## Text section
═══

Aviast Air Авиаст Эйр
| IATA | ICAO | Call sign |
| 6I | VVA | IALSI |
- Founded: 1992
- Ceased operations: 2011
- Operating bases: Domodedovo International Airport; Yaroslavl Airport;
- Fleet size: 4
- Headquarters: Moscow, Russia
- Key people: Khadim-Kurat Khalilovich Khalimov (General Director)
- Website: http://www.aviast.ru (defunct)

= Aviast Air =

Russian cargo airline

Aviast Air Ltd. (ООО «Авиакомпания «АВИАСТ ЭЙР») was a cargo airline based in Moscow, Russia. It operated scheduled and chartered services throughout Russia and the CIS mainly out of Domodedovo International Airport or, to a lesser extent, Yaroslavl Airport. The company was founded in 1992 and liquidated in 2011.

═══

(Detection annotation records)

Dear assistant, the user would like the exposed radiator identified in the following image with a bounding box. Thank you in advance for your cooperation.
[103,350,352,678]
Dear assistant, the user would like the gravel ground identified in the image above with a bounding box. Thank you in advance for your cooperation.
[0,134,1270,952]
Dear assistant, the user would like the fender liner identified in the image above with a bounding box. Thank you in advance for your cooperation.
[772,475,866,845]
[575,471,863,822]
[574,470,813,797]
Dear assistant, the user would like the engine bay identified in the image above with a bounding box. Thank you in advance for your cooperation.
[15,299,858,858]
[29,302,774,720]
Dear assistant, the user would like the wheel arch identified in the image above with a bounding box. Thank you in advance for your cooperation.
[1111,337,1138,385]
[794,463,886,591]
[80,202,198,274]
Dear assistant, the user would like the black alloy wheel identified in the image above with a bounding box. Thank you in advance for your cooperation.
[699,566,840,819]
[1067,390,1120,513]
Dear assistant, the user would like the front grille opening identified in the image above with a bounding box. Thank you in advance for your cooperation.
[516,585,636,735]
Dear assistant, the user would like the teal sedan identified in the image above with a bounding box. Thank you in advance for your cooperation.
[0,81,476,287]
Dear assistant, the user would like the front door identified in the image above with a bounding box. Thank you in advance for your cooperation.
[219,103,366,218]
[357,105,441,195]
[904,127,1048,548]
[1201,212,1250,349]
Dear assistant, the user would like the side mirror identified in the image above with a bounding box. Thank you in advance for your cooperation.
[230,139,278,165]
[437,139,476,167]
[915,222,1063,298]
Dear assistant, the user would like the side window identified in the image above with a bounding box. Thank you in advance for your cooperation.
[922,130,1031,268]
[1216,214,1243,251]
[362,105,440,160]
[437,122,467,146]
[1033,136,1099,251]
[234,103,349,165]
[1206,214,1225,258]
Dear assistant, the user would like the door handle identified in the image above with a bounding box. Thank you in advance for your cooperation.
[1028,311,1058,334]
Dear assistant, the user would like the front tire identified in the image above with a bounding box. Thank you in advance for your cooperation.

═══

## Problem to work on
According to the Aviast Air article, in which year was the company liquidated?

## Result of this exercise
2011